═════ DATA LISTING

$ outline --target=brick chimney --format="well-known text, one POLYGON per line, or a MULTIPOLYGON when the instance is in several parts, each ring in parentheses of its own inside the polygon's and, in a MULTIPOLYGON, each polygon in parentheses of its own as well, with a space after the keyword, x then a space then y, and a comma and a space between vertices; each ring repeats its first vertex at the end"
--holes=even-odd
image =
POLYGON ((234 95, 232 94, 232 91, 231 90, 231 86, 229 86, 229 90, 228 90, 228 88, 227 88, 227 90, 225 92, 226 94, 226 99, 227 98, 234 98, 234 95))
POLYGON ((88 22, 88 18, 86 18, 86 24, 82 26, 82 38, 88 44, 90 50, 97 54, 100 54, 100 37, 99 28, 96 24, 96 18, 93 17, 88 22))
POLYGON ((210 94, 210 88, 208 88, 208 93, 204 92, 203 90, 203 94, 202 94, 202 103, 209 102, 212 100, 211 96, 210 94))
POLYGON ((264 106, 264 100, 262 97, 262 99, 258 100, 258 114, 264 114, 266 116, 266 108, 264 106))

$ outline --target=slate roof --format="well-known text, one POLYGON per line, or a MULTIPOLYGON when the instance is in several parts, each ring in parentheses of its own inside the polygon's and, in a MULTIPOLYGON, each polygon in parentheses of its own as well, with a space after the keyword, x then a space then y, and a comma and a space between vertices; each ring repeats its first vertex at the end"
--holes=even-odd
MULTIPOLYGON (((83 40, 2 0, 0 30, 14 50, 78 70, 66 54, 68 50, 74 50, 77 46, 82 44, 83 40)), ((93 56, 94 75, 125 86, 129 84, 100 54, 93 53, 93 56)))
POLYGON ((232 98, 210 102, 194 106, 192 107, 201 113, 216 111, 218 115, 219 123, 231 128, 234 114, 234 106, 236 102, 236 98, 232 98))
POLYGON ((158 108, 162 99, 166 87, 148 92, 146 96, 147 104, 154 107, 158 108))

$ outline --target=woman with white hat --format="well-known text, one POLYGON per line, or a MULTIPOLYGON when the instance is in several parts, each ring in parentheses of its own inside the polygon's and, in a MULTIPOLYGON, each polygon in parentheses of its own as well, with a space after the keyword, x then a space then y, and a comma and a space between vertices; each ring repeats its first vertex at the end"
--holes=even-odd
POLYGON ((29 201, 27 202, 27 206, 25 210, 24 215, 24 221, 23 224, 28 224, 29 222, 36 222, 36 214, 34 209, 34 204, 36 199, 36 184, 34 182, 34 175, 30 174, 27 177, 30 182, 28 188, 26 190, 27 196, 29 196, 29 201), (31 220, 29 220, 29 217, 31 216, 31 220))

══════════

- [REQUIREMENTS]:
Replace "even-odd" with "nonzero" in every row above, leaving the rest unchanged.

- [ANSWER]:
$ outline --target=brick chimney --format="well-known text, one POLYGON per line, or a MULTIPOLYGON when the instance is in several parts, each ring in parentheses of its own inside the polygon's and, in a MULTIPOLYGON, each polygon in parentheses of its own as well, with a space after the keyword, x then a space then y, and a comma and a space between vertices; each ring repeats its first vertex at the end"
--holes=nonzero
image =
POLYGON ((234 95, 232 94, 232 91, 231 90, 231 86, 229 86, 229 90, 228 90, 228 88, 227 88, 227 90, 225 92, 226 94, 226 99, 227 98, 234 98, 234 95))
POLYGON ((88 22, 88 18, 86 18, 86 24, 82 26, 82 38, 88 44, 90 50, 97 54, 100 54, 100 37, 99 28, 96 24, 96 18, 93 17, 88 22))
POLYGON ((210 94, 210 88, 208 88, 208 93, 204 92, 203 90, 203 94, 202 94, 202 103, 209 102, 212 100, 211 96, 210 94))
POLYGON ((264 106, 264 100, 262 97, 262 99, 258 100, 258 114, 264 114, 266 116, 266 108, 264 106))

$ outline --target=slate roof --format="well-known text, one POLYGON per line, or a MULTIPOLYGON when the instance is in several parts, each ring in parentheses of its own inside the polygon's and, in a MULTIPOLYGON, each polygon in parentheses of its own as well, with a space after the keyword, x then a space then y, and a comma and a space between vertices; each ring repeats its first vertex at the end"
--holes=nonzero
MULTIPOLYGON (((83 40, 2 0, 0 30, 14 50, 78 70, 66 54, 68 50, 74 50, 77 46, 82 44, 83 40)), ((93 56, 94 75, 125 86, 129 84, 100 54, 93 53, 93 56)))
POLYGON ((232 98, 210 102, 194 106, 192 107, 201 113, 216 111, 218 115, 219 123, 231 128, 234 114, 234 106, 236 102, 236 98, 232 98))
POLYGON ((158 108, 162 99, 166 87, 148 92, 146 96, 147 104, 154 107, 158 108))

$ outline --target=woman with white hat --format="well-known text, one POLYGON per line, or a MULTIPOLYGON when the instance is in several parts, each ring in parentheses of its own inside the polygon's and, in a MULTIPOLYGON, each polygon in parentheses of its own as well, with a space after the keyword, x then a space then y, and a comma and a space between vertices; each ring repeats its first vertex at the end"
--holes=nonzero
POLYGON ((29 201, 27 202, 27 206, 25 210, 24 215, 24 221, 23 224, 28 224, 29 222, 36 222, 36 214, 34 209, 34 204, 36 199, 36 184, 34 182, 34 175, 30 174, 27 177, 30 182, 28 188, 26 190, 27 196, 29 196, 29 201), (31 220, 29 220, 29 217, 31 216, 31 220))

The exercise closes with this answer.